Extracted records
Begin

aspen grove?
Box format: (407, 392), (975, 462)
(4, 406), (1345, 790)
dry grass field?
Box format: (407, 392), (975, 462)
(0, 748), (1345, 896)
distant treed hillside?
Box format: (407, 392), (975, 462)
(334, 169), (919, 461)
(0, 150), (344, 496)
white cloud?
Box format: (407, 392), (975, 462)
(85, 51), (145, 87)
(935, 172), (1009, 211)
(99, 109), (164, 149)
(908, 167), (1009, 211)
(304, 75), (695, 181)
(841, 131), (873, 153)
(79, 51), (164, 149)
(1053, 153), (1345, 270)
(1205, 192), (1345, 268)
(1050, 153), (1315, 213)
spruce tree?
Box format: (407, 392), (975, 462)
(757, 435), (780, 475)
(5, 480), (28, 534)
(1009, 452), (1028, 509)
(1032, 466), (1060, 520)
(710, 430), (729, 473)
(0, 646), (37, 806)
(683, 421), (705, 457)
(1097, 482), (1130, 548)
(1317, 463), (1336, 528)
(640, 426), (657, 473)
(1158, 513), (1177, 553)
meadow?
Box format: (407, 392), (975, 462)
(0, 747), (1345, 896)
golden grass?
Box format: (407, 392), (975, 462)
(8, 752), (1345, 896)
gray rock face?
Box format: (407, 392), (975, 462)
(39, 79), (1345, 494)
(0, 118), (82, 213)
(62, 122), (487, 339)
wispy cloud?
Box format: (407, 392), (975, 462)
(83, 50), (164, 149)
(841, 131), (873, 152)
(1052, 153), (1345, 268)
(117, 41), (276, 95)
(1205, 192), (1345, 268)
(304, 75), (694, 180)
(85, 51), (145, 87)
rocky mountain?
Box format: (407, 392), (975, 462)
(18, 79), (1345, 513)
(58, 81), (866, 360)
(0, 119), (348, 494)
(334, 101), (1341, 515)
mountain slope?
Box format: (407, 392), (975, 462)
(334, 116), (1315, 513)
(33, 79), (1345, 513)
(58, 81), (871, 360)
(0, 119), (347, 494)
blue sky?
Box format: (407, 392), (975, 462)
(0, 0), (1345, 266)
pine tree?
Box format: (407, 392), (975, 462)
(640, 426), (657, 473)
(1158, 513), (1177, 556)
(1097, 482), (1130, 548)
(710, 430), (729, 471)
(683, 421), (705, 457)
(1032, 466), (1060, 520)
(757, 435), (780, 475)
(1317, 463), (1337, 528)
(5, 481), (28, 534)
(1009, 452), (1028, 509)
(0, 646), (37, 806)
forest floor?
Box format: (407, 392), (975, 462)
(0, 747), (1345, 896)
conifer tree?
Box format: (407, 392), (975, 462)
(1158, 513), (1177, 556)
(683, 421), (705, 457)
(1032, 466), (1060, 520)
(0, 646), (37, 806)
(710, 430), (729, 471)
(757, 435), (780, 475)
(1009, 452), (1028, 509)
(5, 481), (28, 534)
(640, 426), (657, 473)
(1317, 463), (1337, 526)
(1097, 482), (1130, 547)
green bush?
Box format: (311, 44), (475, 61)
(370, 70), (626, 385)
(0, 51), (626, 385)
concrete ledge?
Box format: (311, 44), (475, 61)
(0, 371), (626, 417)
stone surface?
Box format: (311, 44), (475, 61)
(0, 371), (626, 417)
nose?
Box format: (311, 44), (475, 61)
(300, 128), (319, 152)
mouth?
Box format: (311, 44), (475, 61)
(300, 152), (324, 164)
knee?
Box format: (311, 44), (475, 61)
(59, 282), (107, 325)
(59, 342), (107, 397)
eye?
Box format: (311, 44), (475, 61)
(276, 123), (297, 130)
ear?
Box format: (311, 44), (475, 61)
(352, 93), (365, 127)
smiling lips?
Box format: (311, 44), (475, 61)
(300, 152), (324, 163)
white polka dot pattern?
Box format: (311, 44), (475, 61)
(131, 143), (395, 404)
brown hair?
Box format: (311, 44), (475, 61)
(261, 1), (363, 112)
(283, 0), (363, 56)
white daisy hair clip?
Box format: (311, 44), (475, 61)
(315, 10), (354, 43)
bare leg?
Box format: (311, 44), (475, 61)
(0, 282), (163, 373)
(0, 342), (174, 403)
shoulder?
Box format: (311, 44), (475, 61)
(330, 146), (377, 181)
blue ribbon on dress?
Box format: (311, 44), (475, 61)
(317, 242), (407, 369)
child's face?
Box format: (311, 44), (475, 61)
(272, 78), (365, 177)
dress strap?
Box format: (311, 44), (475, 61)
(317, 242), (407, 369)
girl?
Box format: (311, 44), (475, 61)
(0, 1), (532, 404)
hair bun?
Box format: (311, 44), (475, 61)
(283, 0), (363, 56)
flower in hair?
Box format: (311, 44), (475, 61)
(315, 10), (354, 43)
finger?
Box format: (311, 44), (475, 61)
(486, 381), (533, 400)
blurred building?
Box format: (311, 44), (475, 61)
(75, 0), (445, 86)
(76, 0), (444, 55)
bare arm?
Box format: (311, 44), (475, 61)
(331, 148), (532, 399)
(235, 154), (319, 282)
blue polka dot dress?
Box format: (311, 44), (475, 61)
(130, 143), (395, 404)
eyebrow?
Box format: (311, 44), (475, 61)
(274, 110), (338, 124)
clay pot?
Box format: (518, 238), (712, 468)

End
Begin

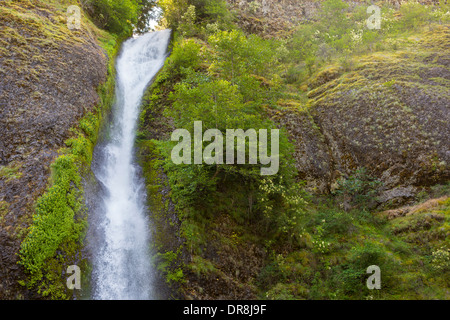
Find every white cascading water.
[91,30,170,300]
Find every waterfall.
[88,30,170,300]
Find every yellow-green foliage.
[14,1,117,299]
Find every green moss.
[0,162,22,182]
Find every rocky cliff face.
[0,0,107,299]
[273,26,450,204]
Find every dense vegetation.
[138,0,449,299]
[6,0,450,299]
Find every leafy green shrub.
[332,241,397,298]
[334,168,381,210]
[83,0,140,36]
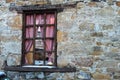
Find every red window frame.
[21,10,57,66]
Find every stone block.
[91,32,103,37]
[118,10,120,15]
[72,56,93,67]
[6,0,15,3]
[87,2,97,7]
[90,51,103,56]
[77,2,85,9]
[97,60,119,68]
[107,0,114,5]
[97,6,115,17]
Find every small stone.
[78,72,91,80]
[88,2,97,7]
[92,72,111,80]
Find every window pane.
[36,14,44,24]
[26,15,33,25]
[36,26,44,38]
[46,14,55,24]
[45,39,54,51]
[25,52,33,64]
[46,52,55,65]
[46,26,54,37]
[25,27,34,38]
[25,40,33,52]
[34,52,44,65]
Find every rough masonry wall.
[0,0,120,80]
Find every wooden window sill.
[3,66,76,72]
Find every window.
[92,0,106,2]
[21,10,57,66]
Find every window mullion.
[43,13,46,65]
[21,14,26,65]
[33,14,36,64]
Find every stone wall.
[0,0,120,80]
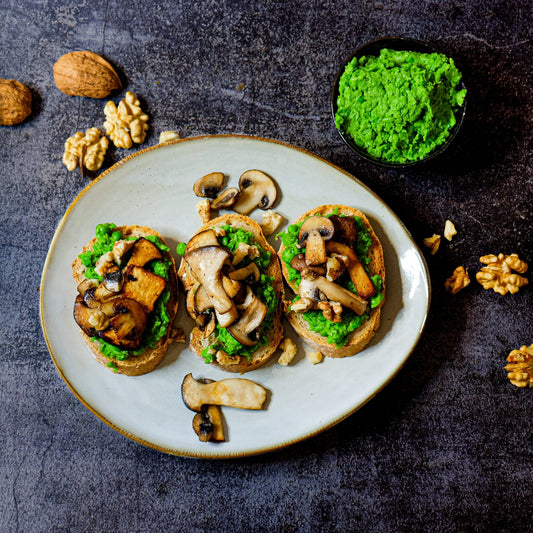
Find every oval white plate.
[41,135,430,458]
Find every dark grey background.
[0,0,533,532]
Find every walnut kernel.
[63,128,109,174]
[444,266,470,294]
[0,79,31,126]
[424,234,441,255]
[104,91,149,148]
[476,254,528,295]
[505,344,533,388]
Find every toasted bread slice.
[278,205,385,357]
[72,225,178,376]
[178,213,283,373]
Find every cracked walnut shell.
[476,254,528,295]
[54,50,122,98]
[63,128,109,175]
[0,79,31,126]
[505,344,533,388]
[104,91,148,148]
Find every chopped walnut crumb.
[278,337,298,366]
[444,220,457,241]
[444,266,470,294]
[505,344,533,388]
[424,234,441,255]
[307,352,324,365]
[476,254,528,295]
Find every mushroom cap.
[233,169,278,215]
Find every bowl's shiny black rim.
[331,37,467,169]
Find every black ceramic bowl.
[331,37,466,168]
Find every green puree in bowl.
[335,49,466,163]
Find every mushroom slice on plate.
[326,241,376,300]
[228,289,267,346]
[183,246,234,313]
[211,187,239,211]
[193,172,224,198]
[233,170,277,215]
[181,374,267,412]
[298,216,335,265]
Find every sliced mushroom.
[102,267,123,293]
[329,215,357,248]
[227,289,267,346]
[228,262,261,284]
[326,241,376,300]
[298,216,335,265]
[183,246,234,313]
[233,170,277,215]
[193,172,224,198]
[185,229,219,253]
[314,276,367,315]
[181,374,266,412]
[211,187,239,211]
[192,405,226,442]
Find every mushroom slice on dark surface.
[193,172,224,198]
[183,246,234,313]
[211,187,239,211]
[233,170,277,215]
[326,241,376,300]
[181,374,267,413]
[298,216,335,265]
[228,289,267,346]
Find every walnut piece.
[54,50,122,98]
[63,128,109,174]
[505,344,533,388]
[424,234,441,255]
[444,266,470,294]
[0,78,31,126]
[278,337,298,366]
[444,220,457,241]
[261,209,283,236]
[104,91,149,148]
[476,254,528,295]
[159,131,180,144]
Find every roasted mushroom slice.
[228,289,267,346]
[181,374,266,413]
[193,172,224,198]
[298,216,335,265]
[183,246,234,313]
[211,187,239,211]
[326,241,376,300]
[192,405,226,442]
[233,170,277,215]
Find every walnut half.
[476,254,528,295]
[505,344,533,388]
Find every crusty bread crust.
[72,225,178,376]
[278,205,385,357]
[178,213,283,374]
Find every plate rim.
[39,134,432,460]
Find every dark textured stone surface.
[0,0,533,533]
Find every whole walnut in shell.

End

Repeat the lines of the listing above, beginning with the line that contains "Find every yellow-green foliage." and continuing through the line that contains "[0,0,533,532]". Leave the pictures out of your answer.

■ THE COMPLETED TASK ■
Find every yellow-green foliage.
[14,1,117,299]
Find every green moss.
[0,162,22,182]
Find every rocky cliff face.
[0,0,107,299]
[273,26,450,204]
Find every dense vegetation.
[138,0,449,299]
[6,0,450,299]
Find every leafy green shrub.
[332,241,397,298]
[334,168,381,210]
[83,0,140,36]
Find every red window frame.
[21,10,57,66]
Find every stone block.
[91,32,103,37]
[118,10,120,15]
[72,56,93,67]
[6,0,15,3]
[87,2,97,7]
[90,51,103,56]
[77,2,85,9]
[97,60,119,68]
[107,0,114,5]
[97,6,115,17]
Find every small stone.
[78,72,91,80]
[88,2,97,7]
[92,72,111,80]
Find every window pane.
[36,14,44,24]
[26,15,33,25]
[36,26,44,38]
[46,14,55,24]
[45,39,54,51]
[25,52,33,64]
[46,52,55,65]
[46,26,54,37]
[25,27,34,38]
[25,40,33,52]
[34,52,44,65]
Find every rough masonry wall.
[0,0,120,80]
Find every wooden window sill.
[3,66,76,72]
Find every window.
[92,0,106,2]
[21,10,57,66]
Find every window mullion.
[43,13,46,65]
[21,14,26,65]
[33,14,36,64]
Find every stone wall.
[0,0,120,80]
Find every oval white plate.
[41,135,430,458]
Find every dark grey background.
[0,0,533,532]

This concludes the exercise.